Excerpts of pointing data
********

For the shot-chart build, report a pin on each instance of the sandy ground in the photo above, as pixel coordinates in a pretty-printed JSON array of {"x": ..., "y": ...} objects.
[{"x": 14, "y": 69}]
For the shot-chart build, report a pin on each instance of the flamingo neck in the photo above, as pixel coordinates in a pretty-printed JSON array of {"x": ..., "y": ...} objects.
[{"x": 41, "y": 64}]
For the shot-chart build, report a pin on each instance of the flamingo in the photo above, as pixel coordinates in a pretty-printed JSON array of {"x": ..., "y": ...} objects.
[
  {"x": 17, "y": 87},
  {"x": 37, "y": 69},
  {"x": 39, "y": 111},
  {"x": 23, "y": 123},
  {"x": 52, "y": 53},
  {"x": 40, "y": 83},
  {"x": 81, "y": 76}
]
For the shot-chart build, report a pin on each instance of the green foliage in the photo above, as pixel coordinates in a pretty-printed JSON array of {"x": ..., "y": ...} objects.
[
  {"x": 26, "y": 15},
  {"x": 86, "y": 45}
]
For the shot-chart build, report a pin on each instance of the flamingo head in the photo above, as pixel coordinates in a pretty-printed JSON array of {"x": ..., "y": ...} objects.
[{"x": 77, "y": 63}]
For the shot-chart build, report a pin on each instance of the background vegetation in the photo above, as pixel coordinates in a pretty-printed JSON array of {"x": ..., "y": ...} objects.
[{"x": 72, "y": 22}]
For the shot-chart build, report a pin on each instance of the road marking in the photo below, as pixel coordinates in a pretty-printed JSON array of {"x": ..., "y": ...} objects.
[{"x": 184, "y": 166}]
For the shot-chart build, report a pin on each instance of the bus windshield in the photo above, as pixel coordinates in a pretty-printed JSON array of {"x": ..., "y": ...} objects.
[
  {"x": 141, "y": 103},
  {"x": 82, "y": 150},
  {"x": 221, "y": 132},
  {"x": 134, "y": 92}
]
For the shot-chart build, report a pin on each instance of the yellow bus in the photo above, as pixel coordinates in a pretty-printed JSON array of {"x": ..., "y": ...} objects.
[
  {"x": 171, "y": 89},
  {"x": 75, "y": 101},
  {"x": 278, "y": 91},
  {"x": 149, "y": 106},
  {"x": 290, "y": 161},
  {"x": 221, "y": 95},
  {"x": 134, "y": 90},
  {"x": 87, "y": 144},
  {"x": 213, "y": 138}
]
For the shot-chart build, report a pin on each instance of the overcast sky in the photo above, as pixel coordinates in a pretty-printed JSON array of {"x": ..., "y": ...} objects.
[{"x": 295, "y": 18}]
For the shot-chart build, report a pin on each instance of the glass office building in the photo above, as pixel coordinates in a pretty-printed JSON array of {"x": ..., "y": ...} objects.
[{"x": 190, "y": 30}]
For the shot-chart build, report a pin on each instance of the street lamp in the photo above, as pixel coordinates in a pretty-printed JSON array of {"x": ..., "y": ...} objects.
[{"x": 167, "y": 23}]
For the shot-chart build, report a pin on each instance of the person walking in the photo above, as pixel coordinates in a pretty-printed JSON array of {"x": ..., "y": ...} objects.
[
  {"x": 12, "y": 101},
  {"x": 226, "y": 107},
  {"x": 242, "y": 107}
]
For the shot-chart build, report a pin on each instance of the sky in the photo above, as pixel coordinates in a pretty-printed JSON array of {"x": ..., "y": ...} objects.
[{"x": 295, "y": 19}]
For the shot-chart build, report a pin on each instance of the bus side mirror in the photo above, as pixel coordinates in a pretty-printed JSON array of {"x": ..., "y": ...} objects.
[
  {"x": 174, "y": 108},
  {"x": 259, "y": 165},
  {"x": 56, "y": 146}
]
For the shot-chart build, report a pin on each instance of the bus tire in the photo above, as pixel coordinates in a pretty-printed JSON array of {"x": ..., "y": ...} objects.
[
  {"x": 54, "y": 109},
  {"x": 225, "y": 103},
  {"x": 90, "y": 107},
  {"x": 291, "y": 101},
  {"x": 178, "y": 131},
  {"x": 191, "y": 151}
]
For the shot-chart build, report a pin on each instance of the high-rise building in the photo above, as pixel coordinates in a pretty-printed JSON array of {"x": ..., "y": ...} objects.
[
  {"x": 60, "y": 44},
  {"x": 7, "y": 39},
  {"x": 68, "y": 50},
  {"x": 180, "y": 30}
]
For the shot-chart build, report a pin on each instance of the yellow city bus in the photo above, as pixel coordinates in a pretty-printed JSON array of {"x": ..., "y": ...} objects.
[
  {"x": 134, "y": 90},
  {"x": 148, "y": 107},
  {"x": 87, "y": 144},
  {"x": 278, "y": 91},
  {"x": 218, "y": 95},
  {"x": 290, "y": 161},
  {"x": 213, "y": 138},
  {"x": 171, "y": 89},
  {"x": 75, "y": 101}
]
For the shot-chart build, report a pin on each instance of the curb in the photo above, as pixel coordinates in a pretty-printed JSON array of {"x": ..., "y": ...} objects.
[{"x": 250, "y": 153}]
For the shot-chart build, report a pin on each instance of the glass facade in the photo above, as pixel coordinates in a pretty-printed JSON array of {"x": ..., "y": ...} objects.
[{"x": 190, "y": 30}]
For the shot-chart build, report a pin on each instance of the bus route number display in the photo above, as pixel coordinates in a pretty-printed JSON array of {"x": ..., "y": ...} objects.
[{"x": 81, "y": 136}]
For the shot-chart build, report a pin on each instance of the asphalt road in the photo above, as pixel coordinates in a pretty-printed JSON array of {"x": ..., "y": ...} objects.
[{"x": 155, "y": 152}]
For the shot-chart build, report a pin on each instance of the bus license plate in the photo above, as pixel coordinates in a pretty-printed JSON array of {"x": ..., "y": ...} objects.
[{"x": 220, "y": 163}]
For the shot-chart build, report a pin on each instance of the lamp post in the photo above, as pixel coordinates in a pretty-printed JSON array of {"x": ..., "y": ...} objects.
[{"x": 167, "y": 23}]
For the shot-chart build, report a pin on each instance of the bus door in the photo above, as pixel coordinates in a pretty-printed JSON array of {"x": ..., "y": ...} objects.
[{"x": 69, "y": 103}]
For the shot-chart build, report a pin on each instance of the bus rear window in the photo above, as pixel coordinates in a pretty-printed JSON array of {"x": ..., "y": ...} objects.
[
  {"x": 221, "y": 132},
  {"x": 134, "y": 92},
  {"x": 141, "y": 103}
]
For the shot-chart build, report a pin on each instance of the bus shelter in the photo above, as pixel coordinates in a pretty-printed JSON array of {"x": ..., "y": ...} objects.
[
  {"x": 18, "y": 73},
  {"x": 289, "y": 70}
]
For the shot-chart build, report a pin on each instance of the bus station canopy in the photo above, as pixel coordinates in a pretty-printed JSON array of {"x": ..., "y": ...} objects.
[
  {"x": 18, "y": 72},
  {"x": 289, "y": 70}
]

********

PROBLEM DESCRIPTION | Reproduce every line of the data verbatim.

WRITTEN SOLUTION |
For the shot-chart build, report a pin on each instance of the sandy ground in the photo above, as pixel coordinates in a pretty-printed JSON array of {"x": ..., "y": ...} objects.
[{"x": 14, "y": 69}]
For the shot-chart build, report a pin on each instance of the flamingo neck in the photo above, as pixel coordinates in a pretty-printed JSON array of {"x": ..., "y": ...} objects.
[{"x": 41, "y": 64}]
For the shot-chart build, report a pin on each instance of the flamingo in the photo above, as pixel coordinates in a pretty-printed JSON array of {"x": ..., "y": ...} objects.
[
  {"x": 17, "y": 87},
  {"x": 37, "y": 69},
  {"x": 39, "y": 111},
  {"x": 23, "y": 123},
  {"x": 52, "y": 53},
  {"x": 40, "y": 83},
  {"x": 81, "y": 76}
]
For the shot-chart build, report a pin on each instance of the green foliage in the photo above, as pixel coordinates in a pretty-printed JSON array of {"x": ..., "y": ...} objects.
[
  {"x": 26, "y": 15},
  {"x": 86, "y": 45}
]
For the shot-chart build, report a pin on each instance of the flamingo head in the photo above, as pixel coordinates in a pretty-printed JSON array of {"x": ..., "y": ...} objects.
[{"x": 77, "y": 63}]
For the shot-chart build, report a pin on each instance of the background vegetation in the photo above, as pixel coordinates in a pretty-printed JSON array of {"x": ..., "y": ...} objects.
[{"x": 72, "y": 22}]
For the shot-chart build, report a pin on each instance of the road marking in the photo below, as pixel coordinates in a pretty-printed JSON array of {"x": ..., "y": ...} objects.
[{"x": 184, "y": 166}]
For the shot-chart build, report a pin on each instance of the bus windshield in the photo above, as pixel coordinates in a pretty-printed JSON array of {"x": ..., "y": ...} objects.
[
  {"x": 141, "y": 103},
  {"x": 82, "y": 150},
  {"x": 221, "y": 132},
  {"x": 134, "y": 92}
]
For the shot-chart build, report a pin on each instance of the yellow bus in the photo above, as pixel coordinates in a pretty-printed JSON array of {"x": ..., "y": ...} objects.
[
  {"x": 171, "y": 89},
  {"x": 75, "y": 101},
  {"x": 278, "y": 91},
  {"x": 149, "y": 106},
  {"x": 290, "y": 161},
  {"x": 221, "y": 95},
  {"x": 134, "y": 90},
  {"x": 87, "y": 144},
  {"x": 213, "y": 138}
]
For the shot-chart build, report a pin on each instance of the overcast sky in the photo above, as pixel coordinates in a pretty-printed JSON array of {"x": ..., "y": ...} objects.
[{"x": 295, "y": 18}]
For the shot-chart build, report a pin on each instance of the glass office building in the photo above, as pixel coordinates in a pretty-printed JSON array of {"x": ..., "y": ...} objects.
[{"x": 190, "y": 30}]
For the shot-chart build, report a pin on each instance of the street lamp in the photo above, as pixel coordinates in a pretty-printed JSON array of {"x": ..., "y": ...} objects.
[{"x": 167, "y": 23}]
For the shot-chart build, report a pin on each instance of the person walking in the photo above, as pixel coordinates in a pretty-printed JSON array of {"x": ..., "y": ...} objects.
[
  {"x": 12, "y": 101},
  {"x": 226, "y": 107},
  {"x": 242, "y": 107}
]
For the shot-chart build, report a pin on each instance of the sky in the photo above, as pixel coordinates in a pretty-printed JSON array of {"x": ..., "y": ...} objects.
[{"x": 295, "y": 19}]
For the shot-chart build, report a pin on each instance of the bus side mirror in the photo above, as pixel coordinates in a pretty-printed JSON array of {"x": ..., "y": ...} objects.
[
  {"x": 174, "y": 108},
  {"x": 259, "y": 165},
  {"x": 56, "y": 146}
]
For the shot-chart build, report a pin on each instance of the bus tire in the photo above, as pixel coordinates in a pretty-printed JSON array of {"x": ..., "y": ...} objects.
[
  {"x": 54, "y": 109},
  {"x": 225, "y": 103},
  {"x": 90, "y": 107},
  {"x": 291, "y": 101},
  {"x": 178, "y": 131},
  {"x": 191, "y": 151}
]
For the shot-chart build, report a pin on each instance of the high-rise building in the photo above, as pixel coordinates in a pretty-printed JSON array of {"x": ..., "y": ...} objects.
[
  {"x": 60, "y": 44},
  {"x": 7, "y": 39},
  {"x": 68, "y": 50},
  {"x": 180, "y": 30}
]
For the shot-chart build, report a pin on each instance of the yellow city bus in the photo above, as pixel coordinates in a pretty-printed JSON array of {"x": ..., "y": ...} objects.
[
  {"x": 134, "y": 90},
  {"x": 148, "y": 107},
  {"x": 87, "y": 144},
  {"x": 278, "y": 91},
  {"x": 218, "y": 95},
  {"x": 290, "y": 161},
  {"x": 213, "y": 138},
  {"x": 171, "y": 89},
  {"x": 75, "y": 101}
]
For the shot-chart build, report a pin on each instance of the curb in the photo above, as pixel coordinates in a pretty-printed JSON array of {"x": ..., "y": ...} objects.
[{"x": 250, "y": 153}]
For the shot-chart build, report a pin on each instance of the glass facade in the photo above, as pixel coordinates in a pretty-printed JSON array of {"x": ..., "y": ...} objects.
[{"x": 190, "y": 30}]
For the shot-chart build, report a pin on each instance of the bus route number display in the photo above, as pixel coordinates in a pretty-printed JSON array of {"x": ..., "y": ...} objects.
[{"x": 81, "y": 136}]
For the shot-chart build, report a pin on each instance of the asphalt road in the photo above, as pixel coordinates in a pretty-printed JSON array of {"x": ..., "y": ...} objects.
[{"x": 155, "y": 152}]
For the shot-chart build, report a pin on each instance of the bus license plate in the photo above, as pixel coordinates in a pretty-printed JSON array of {"x": ..., "y": ...} objects.
[{"x": 220, "y": 163}]
For the shot-chart build, report a pin on each instance of the lamp post in the photo above, as pixel coordinates in a pretty-printed JSON array of {"x": ..., "y": ...} objects.
[{"x": 167, "y": 23}]
For the shot-chart build, report a pin on each instance of the bus door in the photo above, as pixel coordinates in a pretty-printed JSON array of {"x": ..., "y": ...} objects.
[{"x": 69, "y": 103}]
For the shot-chart build, report a pin on each instance of the bus rear window in the photo above, as pixel coordinates in a pretty-printed JSON array of {"x": ..., "y": ...} objects.
[
  {"x": 221, "y": 132},
  {"x": 134, "y": 92},
  {"x": 141, "y": 103}
]
For the shot-chart build, report a pin on each instance of the bus shelter in the photo above, as pixel coordinates in a pretty-printed JSON array of {"x": ..., "y": ...} objects.
[
  {"x": 18, "y": 73},
  {"x": 289, "y": 70}
]
For the shot-chart build, report a pin on each instance of the bus station canopy in the photo above, as pixel coordinates in a pretty-printed JSON array of {"x": ..., "y": ...} objects.
[
  {"x": 18, "y": 72},
  {"x": 289, "y": 70}
]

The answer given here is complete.